(Photo object pointing entries)
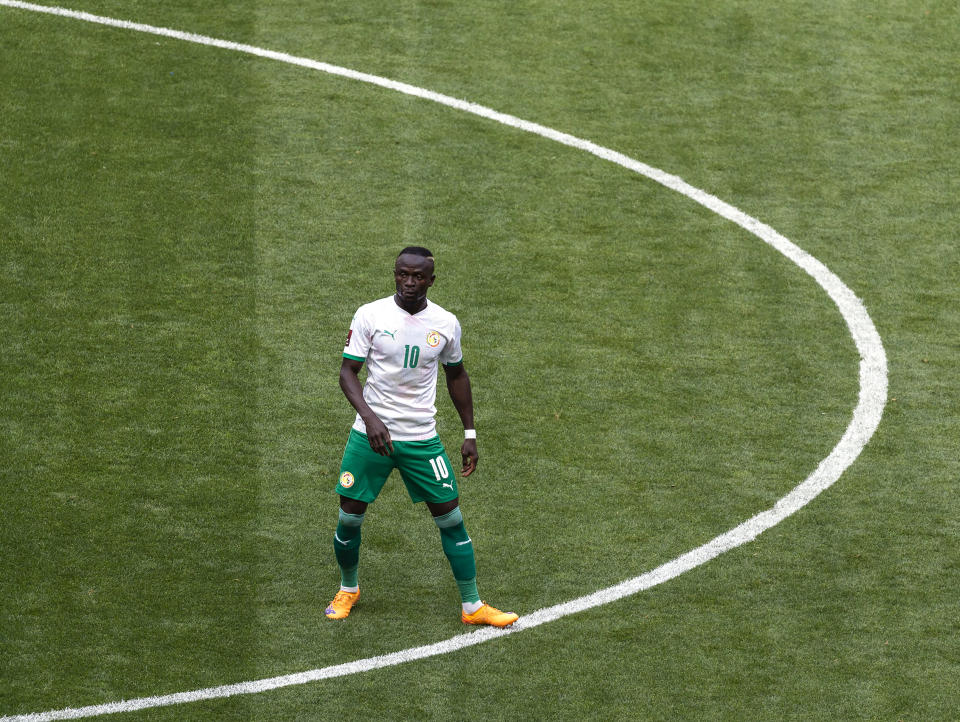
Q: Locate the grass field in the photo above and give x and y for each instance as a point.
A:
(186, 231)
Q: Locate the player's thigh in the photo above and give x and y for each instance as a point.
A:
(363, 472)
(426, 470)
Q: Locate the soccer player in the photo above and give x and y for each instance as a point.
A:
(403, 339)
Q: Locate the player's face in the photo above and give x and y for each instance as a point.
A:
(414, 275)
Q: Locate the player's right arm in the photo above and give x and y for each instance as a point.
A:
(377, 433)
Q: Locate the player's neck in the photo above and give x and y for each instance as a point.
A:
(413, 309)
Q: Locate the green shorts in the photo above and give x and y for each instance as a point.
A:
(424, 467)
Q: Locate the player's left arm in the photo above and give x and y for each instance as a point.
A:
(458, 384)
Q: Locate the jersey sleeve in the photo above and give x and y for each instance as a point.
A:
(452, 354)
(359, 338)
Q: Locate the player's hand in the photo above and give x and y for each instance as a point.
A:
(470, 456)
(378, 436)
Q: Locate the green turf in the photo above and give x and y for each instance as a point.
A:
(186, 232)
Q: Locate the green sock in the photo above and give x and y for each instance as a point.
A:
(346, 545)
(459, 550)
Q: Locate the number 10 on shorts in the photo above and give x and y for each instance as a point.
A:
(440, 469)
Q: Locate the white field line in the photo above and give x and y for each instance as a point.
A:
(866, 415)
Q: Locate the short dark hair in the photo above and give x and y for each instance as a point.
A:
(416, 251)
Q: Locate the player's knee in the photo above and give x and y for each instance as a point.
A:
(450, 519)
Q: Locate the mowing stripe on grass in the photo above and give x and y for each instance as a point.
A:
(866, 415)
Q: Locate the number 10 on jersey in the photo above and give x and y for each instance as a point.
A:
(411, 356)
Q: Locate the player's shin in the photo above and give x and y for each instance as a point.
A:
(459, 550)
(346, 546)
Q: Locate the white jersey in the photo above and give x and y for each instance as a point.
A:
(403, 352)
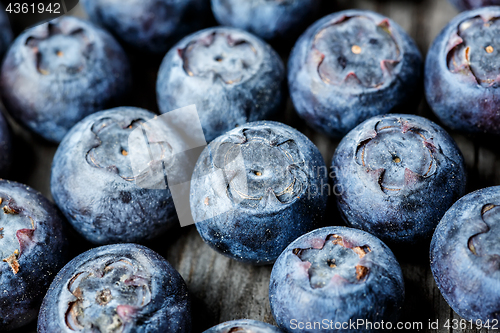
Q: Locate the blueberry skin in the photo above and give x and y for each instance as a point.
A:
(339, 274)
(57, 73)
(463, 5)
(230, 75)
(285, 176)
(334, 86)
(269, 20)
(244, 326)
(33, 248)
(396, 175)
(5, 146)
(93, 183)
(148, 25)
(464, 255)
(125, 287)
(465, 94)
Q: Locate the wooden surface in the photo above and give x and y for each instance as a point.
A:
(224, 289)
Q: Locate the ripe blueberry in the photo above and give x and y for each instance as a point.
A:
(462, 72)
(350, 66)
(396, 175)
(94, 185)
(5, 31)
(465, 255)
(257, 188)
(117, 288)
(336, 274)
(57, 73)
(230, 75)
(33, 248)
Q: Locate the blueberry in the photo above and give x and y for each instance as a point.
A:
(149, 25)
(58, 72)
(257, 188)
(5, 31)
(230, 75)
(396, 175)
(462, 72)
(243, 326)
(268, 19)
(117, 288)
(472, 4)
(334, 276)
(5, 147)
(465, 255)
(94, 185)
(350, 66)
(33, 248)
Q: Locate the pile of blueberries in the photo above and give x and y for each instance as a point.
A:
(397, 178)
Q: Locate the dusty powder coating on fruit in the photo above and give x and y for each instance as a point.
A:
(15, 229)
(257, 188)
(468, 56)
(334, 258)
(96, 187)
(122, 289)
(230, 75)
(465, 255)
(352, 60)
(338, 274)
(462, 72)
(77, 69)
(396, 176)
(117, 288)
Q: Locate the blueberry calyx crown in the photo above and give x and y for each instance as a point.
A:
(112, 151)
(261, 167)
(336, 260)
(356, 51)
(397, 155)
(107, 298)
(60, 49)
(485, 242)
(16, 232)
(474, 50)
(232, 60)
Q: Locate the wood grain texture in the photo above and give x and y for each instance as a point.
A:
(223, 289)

==

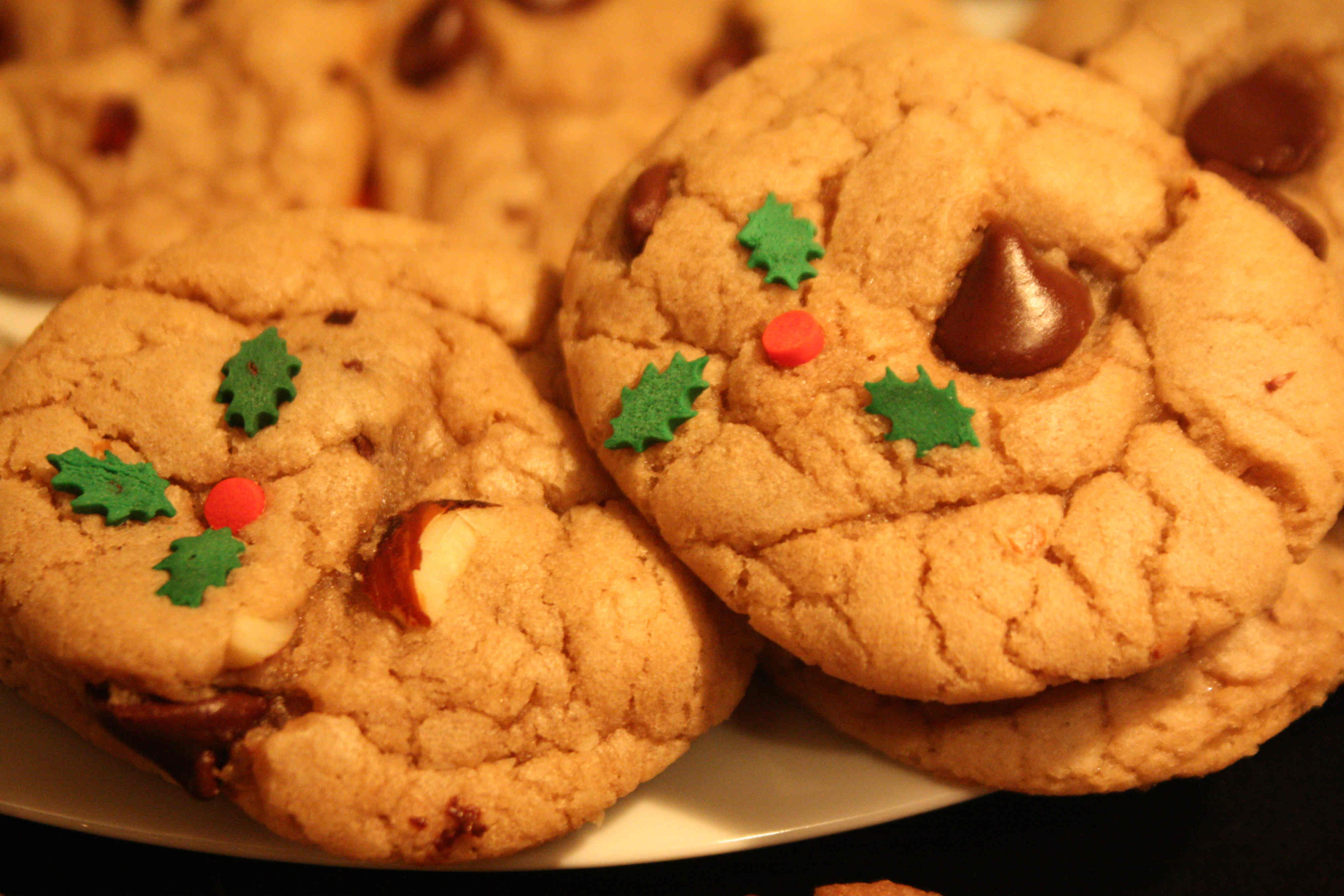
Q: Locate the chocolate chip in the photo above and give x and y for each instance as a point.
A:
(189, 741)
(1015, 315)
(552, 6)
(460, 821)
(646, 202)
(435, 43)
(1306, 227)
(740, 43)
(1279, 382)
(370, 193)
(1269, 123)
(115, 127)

## Set problem
Show every line of the entries above that contains the word "blueberry".

## Reply to the exercise
Q: Locate the blueberry skin in the photo above and give x and y for each instance as a point.
Q: Locate the ripe blueberry in the photo above and give x and y for each instance as a point.
Q: Locate the blueberry in the photo above and give x and y for each instance as a point.
Q: Locate the blueberry calyx crown in the photo above and give x and y for each instance as a point.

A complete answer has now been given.